- **TEXT SECTION**:
Traversing a BST in iterative inorder

Traverse a binary search tree in iterative inorder.

Note that the iterative methods below contain the meat of the code; the remaining code is included for completeness.

// tree node
struct node 
{
 int elem;
 node *left, *right;
 // Statically create a node, given an element
 static node* create(int elem)
 {
 node *newnode = new node;
 newnode->elem = elem;
 newnode->left = newnode->right = NULL;
 return newnode;
 } 
 // Statically destroy a node
 static void destroy (node *& mynode)
 {
 delete mynode;
 mynode->left = mynode->right = NULL;
 }
};
typedef stack<const node*> nodestack;
typedef vector<const node*> nodevect;
// tree class
class tree
{
 private:
 node *root;
 nodestack mystack;
 public:
 // initialize tree
 tree(int elem) 
 {
 root = node::create(elem);
 }
 /* --------- INSERTION METHODS BEGIN --------- */
 // Insert a new element into a subtree whose root node is given
 bool insert(node *travnode, int elem)

- **Entries on locating named things**:

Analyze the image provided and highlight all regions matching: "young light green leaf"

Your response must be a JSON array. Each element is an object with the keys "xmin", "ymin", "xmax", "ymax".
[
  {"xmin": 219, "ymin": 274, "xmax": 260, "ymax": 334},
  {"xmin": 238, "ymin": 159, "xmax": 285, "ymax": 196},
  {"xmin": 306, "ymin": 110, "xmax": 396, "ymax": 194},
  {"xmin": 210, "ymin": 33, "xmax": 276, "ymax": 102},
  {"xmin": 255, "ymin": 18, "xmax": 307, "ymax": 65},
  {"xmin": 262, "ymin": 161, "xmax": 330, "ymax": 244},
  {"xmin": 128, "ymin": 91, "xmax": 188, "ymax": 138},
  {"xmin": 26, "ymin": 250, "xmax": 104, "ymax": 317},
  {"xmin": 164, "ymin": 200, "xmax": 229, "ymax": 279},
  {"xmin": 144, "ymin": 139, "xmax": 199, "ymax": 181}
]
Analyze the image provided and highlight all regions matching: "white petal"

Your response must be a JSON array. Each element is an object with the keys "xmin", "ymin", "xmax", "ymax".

- **EXERCISE 1**: In the BST traversal text, what are all the single-line comments that begin with "//"?
- **EXERCISE 2**:
Answer these questions about the BST traversal text:
(a) According to the note near the top, what do the iterative methods contain?
(b) What two pointer members does struct node declare?
(c) What type is the private member mystack of class tree?
- **EXERCISE 3**: Return the BST traversal text starting at "Note that the" and ending at "node* create(int elem)".
The entries come from a separate source.

- **RESPONSE 1**:
1. tree node
2. Statically create a node, given an element
3. Statically destroy a node
4. tree class
5. initialize tree
6. Insert a new element into a subtree whose root node is given

- **RESPONSE 2**:
(a) The meat of the code.
(b) left and right.
(c) nodestack.

- **RESPONSE 3**:
Note that the iterative methods below contain the meat of the code; the remaining code is included for completeness.

// tree node
struct node 
{
 int elem;
 node *left, *right;
 // Statically create a node, given an element
 static node* create(int elem)